> Information supplied
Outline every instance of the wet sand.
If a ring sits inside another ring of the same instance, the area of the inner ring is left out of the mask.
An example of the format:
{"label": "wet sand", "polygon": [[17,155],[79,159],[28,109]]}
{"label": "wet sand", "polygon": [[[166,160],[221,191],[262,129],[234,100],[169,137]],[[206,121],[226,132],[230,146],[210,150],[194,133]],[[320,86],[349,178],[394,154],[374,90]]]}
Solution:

---

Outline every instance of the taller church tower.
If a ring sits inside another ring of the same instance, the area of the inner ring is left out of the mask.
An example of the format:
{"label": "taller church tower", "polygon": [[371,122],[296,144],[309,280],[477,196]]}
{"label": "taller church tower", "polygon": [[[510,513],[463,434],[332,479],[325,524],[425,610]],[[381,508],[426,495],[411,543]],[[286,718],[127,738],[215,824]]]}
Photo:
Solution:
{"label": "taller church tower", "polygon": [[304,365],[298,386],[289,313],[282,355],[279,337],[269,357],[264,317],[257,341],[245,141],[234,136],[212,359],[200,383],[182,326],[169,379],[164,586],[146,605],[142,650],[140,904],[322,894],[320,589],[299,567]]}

> Objective
Identify each line in the data above that contains the string "sand", and copy those lines in full. Case counts.

> Correct output
Outline every instance of the wet sand.
{"label": "wet sand", "polygon": [[17,155],[79,159],[28,109]]}
{"label": "wet sand", "polygon": [[[166,160],[221,191],[262,129],[234,100],[169,137]],[[206,121],[226,132],[230,146],[210,150],[194,133]],[[320,86],[349,178],[394,154],[374,90]]]}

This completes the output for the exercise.